» ARTICLE:

Here's What Will Guide the Future of Investing in Natural Gas

Last week, I delivered my major address on the future of natural gas. The occasion was a high-powered meeting hosted by Dominion Transport at the beautiful Nemacolin Woodlands Resort in western Pennsylvania.

In attendance were more than 100 leading CEOs and other executives from principal gas production, transmission, distribution, and end using companies.

My keynote presentation was entitled "Natural Gas Moving Forward: LNG, Hubs, and Pricing Prospects." In it I addressed where liquid natural gas (LNG) prices have been... where they are now... and where they're going.

I thought I would share my presentation with you in today's Money Morning, as it will be especially useful as we look for opportunities with investing in natural gas. Here's what I told my audience... the straight story on what's happening in the LNG sector...

A Brave New World for Natural Gas?

natural-gasTen years ago next month, I was sitting in a meeting of analysts, practitioners, and energy sages discussing the condition of the U.S. natural gas market. We all agreed that by 2020 the country would be importing at least 15% of the gas used daily.

That turned out to be quite a "B.S." read - "before shale," that is.

Well, these days we are at another juncture. And this one is going to propel us into quite a different market. I want to lay out for you what I have been experiencing in the world energy market, the import of discussions around the globe, and the impact on things closer to home.

"Brave New World" is going to be an understatement. And that becomes clear when we sketch out the current and short-term projections for natural gas production and demand, along with the picture attending, expanding end uses for gas - electricity generation, industrial applications, for vehicle fuel, and as feeder stock for petrochemicals.

But first, let me outline the current domestic energy situation...

The State of the U.S. Natural Gas Market

Natural gas inventory at the end of July came in 23% higher year on year (after two months of declines). That figure is estimated to reach 3.867 trillion cubic feet (tcf) by the end of October (and the end of the summer refill season) - 69 billion cubic feet (bcf) above the five-year average and the second highest on record.

2015 demand should end up at 76.5 bcf per day (bcf/d), or 27.9 tcf for the entire year. This is up 4.08% from 2014. Gas marketed production is expected to grow by an annual rate of 5.4% in 2015, to 78.72 bcf/d, and to rise 2.3% in 2016, to 80.52 bcf/d. That puts it at an estimated total of 28.7 tcf for 2015.

According to the Aug.14 figures from Baker Hughes, the natural gas rig count stands at 211, 52% down year on year and 87% down from the high-water mark of 1,606 in September 2008.

Of course, increasing efficiency in drilling and well services has been improving per well production while lowering costs. However, primary production from unconventional tight and shale plays are still coming in with primary production in the first 18 months or so while market considerations continue to put a restraint on rework and refracking options.

That is because of the price. The 2015 spot price should come in at an average of less than $3 per 1,000 cubic feet and below $4 in 2016 (my read is $3.25 by the end of second quarter 2016, $3.75 by end of year).

Nonetheless, there are some significant changes under way.

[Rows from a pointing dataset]
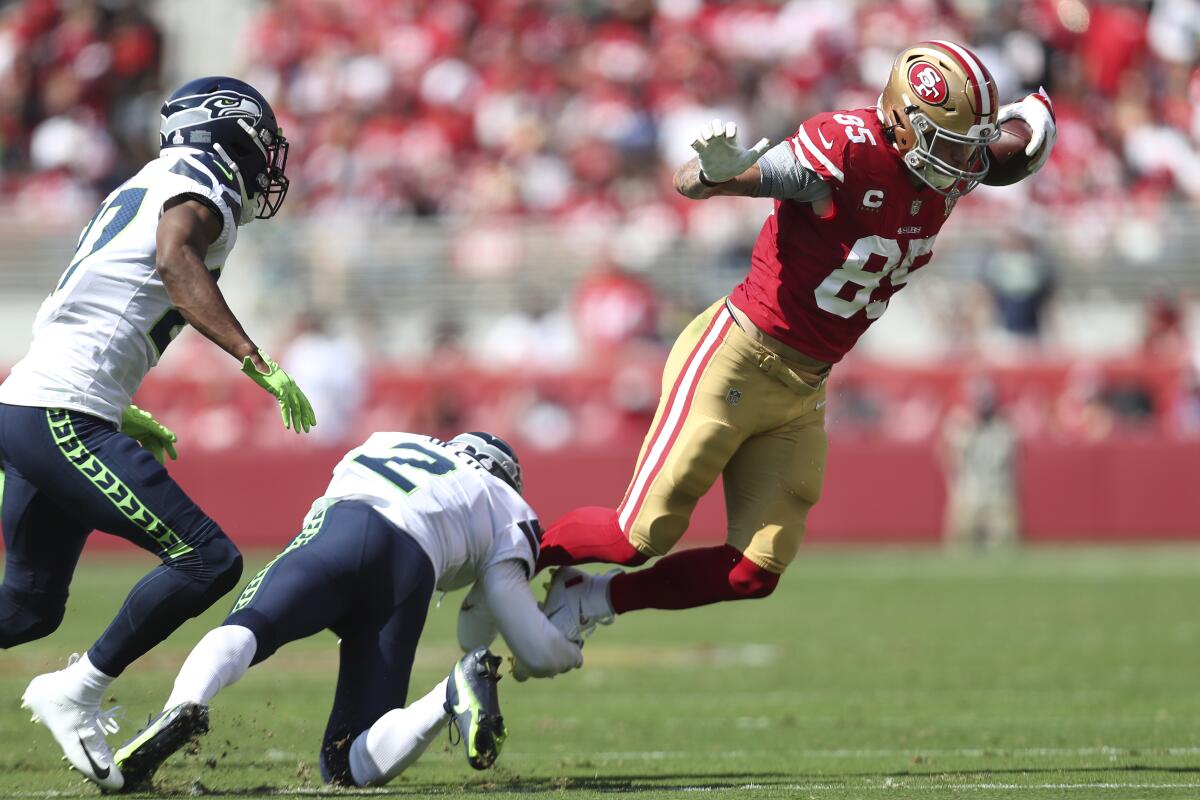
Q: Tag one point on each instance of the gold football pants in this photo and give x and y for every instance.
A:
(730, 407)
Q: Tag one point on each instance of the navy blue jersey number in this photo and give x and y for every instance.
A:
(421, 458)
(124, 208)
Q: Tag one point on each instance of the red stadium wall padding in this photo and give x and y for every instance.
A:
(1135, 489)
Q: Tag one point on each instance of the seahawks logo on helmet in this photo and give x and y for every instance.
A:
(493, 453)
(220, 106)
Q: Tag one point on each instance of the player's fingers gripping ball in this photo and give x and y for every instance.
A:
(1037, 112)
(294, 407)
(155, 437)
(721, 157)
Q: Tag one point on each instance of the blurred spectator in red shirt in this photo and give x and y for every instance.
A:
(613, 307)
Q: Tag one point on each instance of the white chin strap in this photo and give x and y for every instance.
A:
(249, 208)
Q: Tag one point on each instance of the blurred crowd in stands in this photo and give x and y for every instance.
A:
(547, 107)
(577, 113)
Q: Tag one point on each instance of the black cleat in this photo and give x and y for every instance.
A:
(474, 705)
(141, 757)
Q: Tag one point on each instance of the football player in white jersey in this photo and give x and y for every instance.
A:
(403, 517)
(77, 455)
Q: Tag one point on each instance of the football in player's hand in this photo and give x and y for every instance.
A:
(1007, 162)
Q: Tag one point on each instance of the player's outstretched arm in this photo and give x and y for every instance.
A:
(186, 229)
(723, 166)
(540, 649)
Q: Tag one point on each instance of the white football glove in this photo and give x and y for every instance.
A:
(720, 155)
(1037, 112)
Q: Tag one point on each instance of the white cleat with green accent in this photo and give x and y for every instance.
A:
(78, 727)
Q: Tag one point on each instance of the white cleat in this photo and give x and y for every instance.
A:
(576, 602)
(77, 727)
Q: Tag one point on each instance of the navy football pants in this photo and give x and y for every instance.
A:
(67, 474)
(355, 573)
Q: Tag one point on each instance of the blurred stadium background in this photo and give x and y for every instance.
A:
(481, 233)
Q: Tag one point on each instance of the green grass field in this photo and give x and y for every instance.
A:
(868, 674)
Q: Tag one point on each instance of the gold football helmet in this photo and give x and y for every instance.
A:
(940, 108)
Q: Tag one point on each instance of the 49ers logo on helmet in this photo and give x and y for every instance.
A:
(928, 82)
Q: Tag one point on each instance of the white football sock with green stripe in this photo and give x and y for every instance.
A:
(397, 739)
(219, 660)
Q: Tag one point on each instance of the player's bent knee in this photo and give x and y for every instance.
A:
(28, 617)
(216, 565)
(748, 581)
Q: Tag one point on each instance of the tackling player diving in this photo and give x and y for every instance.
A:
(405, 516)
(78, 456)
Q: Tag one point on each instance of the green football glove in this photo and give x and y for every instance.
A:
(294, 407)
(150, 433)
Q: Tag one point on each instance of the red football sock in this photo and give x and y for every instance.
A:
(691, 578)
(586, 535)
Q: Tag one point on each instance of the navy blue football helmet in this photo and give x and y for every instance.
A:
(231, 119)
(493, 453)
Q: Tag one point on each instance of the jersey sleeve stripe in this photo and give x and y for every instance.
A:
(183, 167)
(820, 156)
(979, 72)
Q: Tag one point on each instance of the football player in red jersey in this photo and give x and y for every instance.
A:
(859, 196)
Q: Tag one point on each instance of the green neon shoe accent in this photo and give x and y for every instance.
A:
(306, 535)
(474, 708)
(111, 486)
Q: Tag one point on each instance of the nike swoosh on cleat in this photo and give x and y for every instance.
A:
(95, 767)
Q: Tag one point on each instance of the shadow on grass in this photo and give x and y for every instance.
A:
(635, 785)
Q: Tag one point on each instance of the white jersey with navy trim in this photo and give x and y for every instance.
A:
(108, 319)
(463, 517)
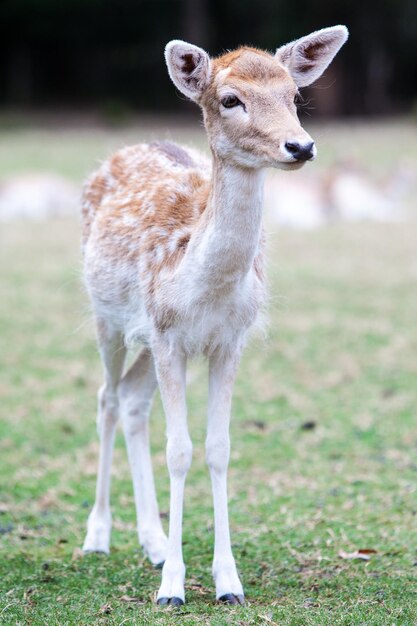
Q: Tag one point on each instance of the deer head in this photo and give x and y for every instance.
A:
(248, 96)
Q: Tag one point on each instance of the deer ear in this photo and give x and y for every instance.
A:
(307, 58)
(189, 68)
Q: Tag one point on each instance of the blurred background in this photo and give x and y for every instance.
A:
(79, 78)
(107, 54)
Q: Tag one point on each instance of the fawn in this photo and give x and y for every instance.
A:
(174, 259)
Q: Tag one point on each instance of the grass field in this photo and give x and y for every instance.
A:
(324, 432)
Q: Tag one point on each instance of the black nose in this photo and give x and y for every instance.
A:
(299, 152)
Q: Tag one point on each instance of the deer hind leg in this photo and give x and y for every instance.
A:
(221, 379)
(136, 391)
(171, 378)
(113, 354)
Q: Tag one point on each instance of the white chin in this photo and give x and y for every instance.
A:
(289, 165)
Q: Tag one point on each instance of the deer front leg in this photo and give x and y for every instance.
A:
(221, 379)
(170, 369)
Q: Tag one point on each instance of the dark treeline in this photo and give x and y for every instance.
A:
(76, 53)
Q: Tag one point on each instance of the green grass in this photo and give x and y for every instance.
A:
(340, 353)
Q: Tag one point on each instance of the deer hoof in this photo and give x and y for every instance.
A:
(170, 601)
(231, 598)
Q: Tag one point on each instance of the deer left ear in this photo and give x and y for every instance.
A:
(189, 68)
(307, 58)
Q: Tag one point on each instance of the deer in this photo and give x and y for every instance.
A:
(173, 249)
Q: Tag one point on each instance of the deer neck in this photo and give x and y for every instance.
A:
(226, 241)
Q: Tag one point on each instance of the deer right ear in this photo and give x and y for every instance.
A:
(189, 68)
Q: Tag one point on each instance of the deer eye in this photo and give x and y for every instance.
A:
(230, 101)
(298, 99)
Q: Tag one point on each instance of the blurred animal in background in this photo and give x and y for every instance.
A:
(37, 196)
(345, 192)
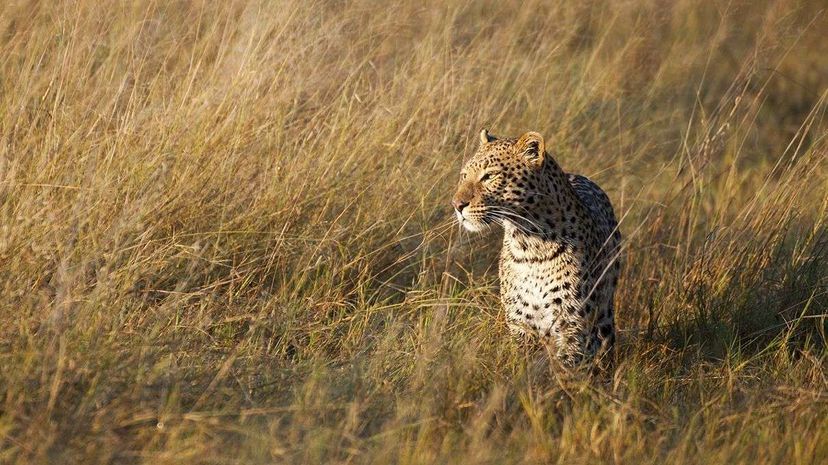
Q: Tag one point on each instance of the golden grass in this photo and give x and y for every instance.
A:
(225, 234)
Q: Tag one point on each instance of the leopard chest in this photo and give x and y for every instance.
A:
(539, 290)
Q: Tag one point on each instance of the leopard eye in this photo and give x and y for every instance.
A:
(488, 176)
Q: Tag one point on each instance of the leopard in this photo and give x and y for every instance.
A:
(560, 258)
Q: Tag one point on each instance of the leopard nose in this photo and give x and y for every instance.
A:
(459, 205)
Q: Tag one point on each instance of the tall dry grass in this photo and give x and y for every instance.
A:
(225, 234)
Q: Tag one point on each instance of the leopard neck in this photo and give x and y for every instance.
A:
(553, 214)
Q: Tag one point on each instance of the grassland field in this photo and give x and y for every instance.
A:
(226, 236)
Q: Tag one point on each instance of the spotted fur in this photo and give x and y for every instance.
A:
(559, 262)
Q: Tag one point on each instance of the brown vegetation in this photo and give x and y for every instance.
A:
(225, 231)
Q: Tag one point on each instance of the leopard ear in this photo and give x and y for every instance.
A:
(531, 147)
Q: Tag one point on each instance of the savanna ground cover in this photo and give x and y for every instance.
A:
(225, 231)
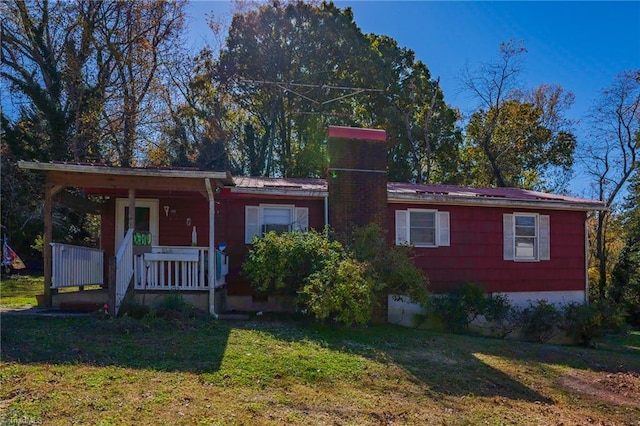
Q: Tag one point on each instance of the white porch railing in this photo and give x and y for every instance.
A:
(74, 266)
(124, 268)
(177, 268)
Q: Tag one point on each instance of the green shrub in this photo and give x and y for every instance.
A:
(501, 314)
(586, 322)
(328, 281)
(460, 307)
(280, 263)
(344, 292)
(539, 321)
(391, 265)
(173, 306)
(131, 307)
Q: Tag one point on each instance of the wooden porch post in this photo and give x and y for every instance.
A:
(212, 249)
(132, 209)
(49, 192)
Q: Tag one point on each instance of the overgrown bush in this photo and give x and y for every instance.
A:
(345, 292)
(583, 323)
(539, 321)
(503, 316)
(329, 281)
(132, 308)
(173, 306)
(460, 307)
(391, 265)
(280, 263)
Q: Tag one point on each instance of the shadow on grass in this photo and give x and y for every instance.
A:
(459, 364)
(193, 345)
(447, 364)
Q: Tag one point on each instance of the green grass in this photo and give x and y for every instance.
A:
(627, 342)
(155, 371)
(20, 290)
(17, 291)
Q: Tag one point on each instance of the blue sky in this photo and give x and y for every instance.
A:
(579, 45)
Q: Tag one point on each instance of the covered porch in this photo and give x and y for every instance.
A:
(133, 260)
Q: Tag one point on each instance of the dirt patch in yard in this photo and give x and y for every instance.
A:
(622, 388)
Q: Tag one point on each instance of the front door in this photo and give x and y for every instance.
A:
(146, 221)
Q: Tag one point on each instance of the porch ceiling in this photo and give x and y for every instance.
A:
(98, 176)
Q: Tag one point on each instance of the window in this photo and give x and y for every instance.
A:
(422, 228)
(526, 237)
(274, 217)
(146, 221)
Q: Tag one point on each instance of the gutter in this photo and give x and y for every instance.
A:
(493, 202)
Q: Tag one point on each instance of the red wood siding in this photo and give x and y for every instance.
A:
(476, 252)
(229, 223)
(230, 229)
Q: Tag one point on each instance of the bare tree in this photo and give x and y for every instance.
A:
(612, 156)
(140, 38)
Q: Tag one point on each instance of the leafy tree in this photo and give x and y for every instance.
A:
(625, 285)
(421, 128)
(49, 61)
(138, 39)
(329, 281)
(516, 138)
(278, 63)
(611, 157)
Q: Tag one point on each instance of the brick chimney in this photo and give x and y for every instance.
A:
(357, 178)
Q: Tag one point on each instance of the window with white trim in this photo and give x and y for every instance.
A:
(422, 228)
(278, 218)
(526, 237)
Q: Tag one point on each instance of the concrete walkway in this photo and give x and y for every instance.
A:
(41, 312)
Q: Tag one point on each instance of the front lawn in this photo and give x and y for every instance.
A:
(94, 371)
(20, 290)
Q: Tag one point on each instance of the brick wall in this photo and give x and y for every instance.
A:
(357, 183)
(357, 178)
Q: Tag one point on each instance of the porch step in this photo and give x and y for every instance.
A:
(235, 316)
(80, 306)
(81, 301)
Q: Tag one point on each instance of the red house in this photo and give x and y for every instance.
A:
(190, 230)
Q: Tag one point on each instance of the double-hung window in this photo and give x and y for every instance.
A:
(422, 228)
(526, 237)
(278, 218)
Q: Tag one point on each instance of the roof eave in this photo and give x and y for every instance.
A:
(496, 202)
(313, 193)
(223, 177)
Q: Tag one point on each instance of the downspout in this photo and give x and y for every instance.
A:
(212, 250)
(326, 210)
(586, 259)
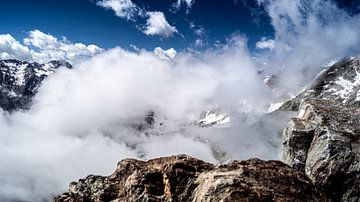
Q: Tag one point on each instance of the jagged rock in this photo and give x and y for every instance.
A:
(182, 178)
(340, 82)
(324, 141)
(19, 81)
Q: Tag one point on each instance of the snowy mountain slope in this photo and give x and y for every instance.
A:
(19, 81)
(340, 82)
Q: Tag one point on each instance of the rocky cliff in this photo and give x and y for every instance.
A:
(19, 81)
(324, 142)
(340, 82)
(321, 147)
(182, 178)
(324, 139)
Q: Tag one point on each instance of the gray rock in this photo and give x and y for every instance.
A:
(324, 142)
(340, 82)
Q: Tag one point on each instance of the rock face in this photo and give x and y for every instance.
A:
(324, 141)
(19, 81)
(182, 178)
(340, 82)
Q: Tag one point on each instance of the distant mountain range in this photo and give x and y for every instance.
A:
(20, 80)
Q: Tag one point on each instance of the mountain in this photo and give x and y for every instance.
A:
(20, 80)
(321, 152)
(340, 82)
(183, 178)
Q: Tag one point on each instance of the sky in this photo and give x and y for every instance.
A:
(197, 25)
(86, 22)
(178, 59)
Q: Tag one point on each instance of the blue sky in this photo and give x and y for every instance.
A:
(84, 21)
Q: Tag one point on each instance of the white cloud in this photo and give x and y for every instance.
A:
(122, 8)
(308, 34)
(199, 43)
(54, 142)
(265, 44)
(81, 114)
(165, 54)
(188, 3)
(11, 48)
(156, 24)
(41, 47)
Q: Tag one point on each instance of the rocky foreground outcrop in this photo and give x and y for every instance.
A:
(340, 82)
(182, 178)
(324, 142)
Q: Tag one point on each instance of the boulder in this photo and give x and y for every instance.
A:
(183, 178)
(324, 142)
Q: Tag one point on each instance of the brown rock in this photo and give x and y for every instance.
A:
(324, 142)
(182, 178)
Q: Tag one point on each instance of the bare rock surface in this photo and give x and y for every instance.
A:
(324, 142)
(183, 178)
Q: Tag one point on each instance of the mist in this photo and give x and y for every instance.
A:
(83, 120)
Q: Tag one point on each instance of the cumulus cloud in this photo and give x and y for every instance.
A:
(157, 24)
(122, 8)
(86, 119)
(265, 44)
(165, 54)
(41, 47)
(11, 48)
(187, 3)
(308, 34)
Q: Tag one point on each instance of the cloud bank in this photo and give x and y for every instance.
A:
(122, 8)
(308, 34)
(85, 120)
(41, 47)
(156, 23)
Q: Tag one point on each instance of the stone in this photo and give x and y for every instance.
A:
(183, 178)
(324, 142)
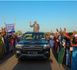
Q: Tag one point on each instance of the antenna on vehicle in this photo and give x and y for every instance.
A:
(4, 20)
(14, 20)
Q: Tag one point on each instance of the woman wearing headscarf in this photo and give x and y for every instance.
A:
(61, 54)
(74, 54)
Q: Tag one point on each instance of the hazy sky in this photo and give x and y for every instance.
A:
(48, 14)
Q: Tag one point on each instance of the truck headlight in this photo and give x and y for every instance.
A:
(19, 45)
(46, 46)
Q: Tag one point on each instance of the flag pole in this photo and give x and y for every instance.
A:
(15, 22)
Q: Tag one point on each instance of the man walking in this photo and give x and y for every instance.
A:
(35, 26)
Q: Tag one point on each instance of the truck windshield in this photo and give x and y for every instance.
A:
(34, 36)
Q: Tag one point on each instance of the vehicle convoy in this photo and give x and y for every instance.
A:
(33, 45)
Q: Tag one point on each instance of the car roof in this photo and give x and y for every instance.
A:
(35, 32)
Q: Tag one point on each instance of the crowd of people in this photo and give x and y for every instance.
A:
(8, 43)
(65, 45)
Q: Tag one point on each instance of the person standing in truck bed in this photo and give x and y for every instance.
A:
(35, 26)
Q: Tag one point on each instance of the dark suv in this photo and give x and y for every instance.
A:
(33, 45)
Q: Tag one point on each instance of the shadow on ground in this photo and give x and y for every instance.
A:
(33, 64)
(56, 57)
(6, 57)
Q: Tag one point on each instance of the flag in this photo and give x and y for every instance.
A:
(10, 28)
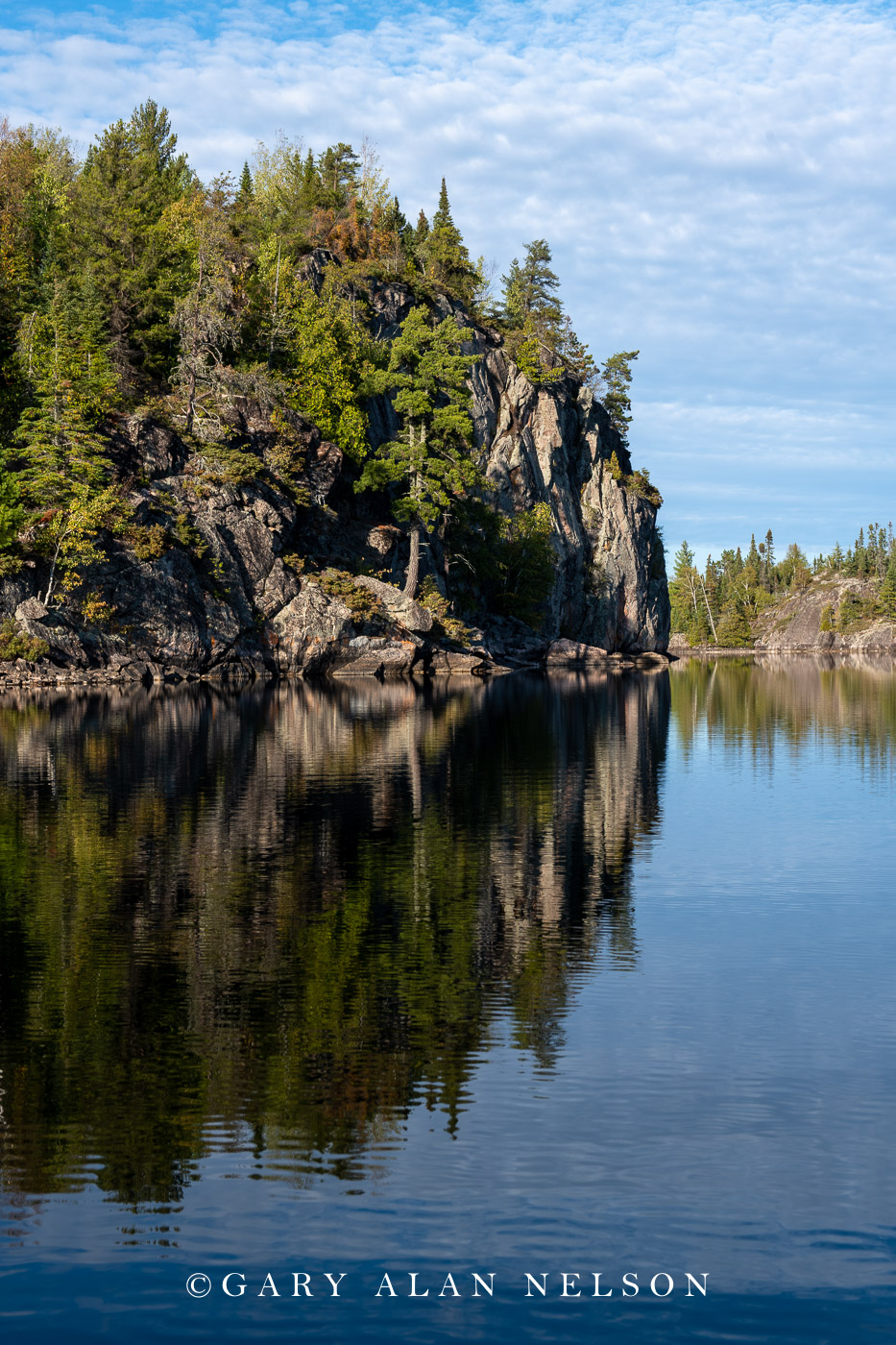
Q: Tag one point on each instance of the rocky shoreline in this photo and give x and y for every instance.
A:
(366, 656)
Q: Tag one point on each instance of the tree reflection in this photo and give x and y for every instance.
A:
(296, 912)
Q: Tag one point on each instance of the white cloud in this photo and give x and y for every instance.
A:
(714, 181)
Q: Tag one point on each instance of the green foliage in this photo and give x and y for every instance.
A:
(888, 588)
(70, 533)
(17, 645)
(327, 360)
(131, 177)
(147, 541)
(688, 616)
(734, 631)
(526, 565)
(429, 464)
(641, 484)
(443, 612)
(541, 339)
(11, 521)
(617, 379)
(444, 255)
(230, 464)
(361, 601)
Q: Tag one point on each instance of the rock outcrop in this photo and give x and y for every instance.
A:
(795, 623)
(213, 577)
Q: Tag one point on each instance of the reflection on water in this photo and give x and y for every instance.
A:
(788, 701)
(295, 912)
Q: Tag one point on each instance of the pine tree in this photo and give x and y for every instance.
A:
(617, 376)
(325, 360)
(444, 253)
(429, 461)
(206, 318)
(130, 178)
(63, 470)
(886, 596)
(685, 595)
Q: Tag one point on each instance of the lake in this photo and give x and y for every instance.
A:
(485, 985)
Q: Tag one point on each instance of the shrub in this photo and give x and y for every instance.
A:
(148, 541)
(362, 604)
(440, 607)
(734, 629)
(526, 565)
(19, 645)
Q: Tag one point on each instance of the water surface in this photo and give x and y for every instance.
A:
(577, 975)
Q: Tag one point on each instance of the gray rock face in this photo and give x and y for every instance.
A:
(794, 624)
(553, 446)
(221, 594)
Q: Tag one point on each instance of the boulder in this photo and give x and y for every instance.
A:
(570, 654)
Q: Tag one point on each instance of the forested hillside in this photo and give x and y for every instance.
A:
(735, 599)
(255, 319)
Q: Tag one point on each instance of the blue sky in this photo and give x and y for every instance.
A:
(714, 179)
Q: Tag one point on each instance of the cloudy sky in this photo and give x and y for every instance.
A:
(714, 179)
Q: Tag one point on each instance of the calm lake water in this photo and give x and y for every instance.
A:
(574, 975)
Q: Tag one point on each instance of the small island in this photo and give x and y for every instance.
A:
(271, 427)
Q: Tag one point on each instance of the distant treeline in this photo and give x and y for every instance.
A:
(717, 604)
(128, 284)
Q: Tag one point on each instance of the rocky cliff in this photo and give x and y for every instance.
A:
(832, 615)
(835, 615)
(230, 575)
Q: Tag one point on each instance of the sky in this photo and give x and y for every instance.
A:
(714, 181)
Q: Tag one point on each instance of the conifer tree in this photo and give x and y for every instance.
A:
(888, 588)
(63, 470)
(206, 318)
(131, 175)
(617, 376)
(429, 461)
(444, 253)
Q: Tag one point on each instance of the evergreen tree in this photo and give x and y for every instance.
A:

» YOUR TASKS:
a) According to the natural gas article, why do market considerations keep restraining rework and refracking options? Answer in one to three sentences.
b) Extend the natural gas article from where it stops.

» RESPONSES TO THE EXERCISE:
a) The article says this is because of the price. The 2015 spot price is expected to average less than $3 per 1,000 cubic feet, and the 2016 price is expected to stay below $4.

b)
The Increasing Role of Natural Gas in Power Production

In addition to the traditional residential and commercial use of natural gas for heating purposes, there are five other expanding outlets for gas usage.

First, the most visible has been in the generation of electricity. Coal's power production share should be about 35.6% in 2015, down from 38.7% in 2014. Natural gas will come in at 31.2% for 2015, up from 27.4% in 2014.

Renewables will provide about 7% in 2015. But over half of new generating capacity coming on line this year is powered by renewables 55%, with almost all of the remainder (44%) using natural gas as the primary fuel.

Here's where it gets interesting. We are expected to replace 90 gigawatts of power production by 2020, all aging coal-fueled plants. As much as another 30 gigawatts would be impacted by EPA non-carbon limits (mercury, nitrous, and sulfurous oxide emission standards).

I initially estimated that each 10 gigawatts moved to natural gas would require 1 bcf/d more in supply. It is now coming in at closer to 1.2 bcf/d, with the transition showing a quicker upfront movement than I had initially anticipated. The slowdown over the past year, therefore, is simply a reflection of a higher front-loaded movement.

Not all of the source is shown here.